### [Exercise requirements]
Please copy the budget article below word for word, beginning at "Over three years, the" and stopping after "and safety standards.".

### [Excerpt]
◇ ◇ ◇ ◇

NDP budget promises child care plan and housing plan



Finance Minister Carole James delivers the NDP's first budget. Province of B.C. photo
Finance Minister Carole James delivers the NDP’s first budget. Province of B.C. photo

The NDP government tabled its first budget Tuesday, containing plans for a child care plan and a housing plan.

“Budgets are not only about the bottom line, they should be about people,” said Finance Minister Carole James in a news release. “That’s why British Columbians are at the centre of every choice we have made in Budget 2018. These include historic investments in child care and affordable housing that will be felt for generations.”

The budget projects surpluses of $129 million in 2018/19, $281 million in 2019/20, and $284 million in 2020/21.

Over three years, the province will spend more than $1 billion to develop a universal child-care plan that, according to James, will make child care affordable for parents and caregivers, create more than 22,000 child-care spaces throughout the province and ensure those spaces meet rigorous quality and safety standards.

Budget 2018 also lays out a housing plan that introduces new taxation measures to tackle foreign and domestic speculation, to close loopholes and crack down on tax fraud, and to stabilize housing prices, she said. The province will contribute more than $1.6 billion over three years to build and maintain affordable rental housing, help finance student housing, increase rental assistance for low-income seniors and working families, and provide supportive housing for at-risk British Columbians.

 

The province will:

  • Introduce a new affordable child-care benefit that will reduce child-care costs by up to $1,250 per month for every child and support 86,000 B.C. families per year by 2020-21.
  • Provide up to $350 per month directly to licenced child-care providers to reduce fees for an estimated 50,000 families per year by 2020-21.
  • Help build 114,000 affordable rental, non-profit, co-op and owner-purchase housing units through partnerships.
  • Eliminate Medical Services Plan (MSP) premiums by Jan. 1, 2020, saving individuals up to $900 a year, and families up to $1,800 a year.
  • Freeze ferry rates on all major BC Ferries routes, reducing fares on non-major routes and fully restoring the Monday to Thursday seniors passenger fare discount.
  • Change B.C.’s Fair PharmaCare program to eliminate deductibles for families with annual net incomes below $30,000, starting Jan. 1, 2019. Approximately 240,000 families will receive expanded coverage.
  • Reinstate free bus passes with the flexibility to support other transportation needs will help over 100,000 people receiving disability assistance to better connect them with their communities and the services they rely on.

◇ ◇ ◇ ◇

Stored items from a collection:
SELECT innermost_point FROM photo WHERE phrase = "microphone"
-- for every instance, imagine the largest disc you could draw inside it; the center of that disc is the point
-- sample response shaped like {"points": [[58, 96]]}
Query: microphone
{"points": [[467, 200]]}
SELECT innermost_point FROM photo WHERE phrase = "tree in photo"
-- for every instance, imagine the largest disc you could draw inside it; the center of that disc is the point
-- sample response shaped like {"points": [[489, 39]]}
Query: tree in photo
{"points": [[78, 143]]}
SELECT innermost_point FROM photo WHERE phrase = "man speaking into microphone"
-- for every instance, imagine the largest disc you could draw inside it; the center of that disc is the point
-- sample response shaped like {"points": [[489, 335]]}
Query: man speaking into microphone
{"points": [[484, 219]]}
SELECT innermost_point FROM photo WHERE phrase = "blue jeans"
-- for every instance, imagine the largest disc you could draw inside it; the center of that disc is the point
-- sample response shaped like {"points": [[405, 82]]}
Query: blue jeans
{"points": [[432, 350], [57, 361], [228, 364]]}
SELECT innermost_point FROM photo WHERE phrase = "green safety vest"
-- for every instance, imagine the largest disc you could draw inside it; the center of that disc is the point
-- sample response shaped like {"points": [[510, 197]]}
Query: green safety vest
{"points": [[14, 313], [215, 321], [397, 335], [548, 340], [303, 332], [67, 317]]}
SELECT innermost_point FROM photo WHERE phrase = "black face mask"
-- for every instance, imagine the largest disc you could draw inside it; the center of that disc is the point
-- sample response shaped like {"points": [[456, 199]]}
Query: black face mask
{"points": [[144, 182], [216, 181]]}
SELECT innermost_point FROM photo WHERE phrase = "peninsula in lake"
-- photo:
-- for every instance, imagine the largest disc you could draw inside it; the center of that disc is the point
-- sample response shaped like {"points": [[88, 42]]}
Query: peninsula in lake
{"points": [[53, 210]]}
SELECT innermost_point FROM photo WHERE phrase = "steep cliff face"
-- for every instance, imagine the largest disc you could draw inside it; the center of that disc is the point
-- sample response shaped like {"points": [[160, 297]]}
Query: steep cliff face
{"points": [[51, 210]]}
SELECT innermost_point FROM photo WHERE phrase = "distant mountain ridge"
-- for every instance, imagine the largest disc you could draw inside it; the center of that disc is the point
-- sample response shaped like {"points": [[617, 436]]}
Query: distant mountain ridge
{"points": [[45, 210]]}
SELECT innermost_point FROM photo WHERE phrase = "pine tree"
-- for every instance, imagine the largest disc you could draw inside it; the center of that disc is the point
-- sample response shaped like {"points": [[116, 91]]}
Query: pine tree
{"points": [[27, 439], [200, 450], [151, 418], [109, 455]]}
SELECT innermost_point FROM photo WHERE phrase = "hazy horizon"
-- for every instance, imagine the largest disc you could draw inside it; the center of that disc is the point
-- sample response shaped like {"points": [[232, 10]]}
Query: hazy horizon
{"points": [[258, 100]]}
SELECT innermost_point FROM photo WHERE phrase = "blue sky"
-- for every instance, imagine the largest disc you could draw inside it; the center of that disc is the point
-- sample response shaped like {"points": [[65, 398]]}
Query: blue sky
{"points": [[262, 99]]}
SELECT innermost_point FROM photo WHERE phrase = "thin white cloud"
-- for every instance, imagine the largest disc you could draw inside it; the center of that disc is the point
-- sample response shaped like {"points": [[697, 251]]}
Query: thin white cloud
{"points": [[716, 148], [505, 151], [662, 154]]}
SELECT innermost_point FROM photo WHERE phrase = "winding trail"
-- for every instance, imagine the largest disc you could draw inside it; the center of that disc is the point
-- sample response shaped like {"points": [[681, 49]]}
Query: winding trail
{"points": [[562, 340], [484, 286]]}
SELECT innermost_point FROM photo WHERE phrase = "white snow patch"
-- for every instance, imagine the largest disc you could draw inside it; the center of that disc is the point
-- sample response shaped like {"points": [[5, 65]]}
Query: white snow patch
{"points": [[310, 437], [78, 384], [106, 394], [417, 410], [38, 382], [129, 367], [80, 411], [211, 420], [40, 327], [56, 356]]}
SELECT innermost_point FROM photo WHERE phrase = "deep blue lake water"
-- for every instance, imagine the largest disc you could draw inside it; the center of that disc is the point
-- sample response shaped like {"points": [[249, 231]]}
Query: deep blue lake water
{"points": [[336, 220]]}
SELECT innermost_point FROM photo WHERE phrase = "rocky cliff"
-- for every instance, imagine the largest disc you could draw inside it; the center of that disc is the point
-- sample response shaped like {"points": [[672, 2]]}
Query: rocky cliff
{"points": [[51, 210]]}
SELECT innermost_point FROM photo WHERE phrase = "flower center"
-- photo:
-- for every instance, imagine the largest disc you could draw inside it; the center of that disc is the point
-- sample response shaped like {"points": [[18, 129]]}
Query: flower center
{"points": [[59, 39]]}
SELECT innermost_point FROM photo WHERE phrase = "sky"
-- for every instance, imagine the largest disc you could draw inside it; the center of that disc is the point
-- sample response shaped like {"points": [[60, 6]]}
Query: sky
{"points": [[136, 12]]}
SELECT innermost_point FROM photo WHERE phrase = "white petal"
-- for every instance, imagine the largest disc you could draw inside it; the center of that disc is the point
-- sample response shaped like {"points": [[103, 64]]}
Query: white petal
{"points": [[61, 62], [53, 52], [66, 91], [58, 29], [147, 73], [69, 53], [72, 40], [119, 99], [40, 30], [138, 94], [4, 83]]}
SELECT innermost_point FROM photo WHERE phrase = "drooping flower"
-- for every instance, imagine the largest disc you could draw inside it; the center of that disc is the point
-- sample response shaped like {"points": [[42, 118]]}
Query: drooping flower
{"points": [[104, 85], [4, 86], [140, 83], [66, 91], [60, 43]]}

◇ ◇ ◇ ◇

### [Finished task]
Over three years, the province will spend more than $1 billion to develop a universal child-care plan that, according to James, will make child care affordable for parents and caregivers, create more than 22,000 child-care spaces throughout the province and ensure those spaces meet rigorous quality and safety standards.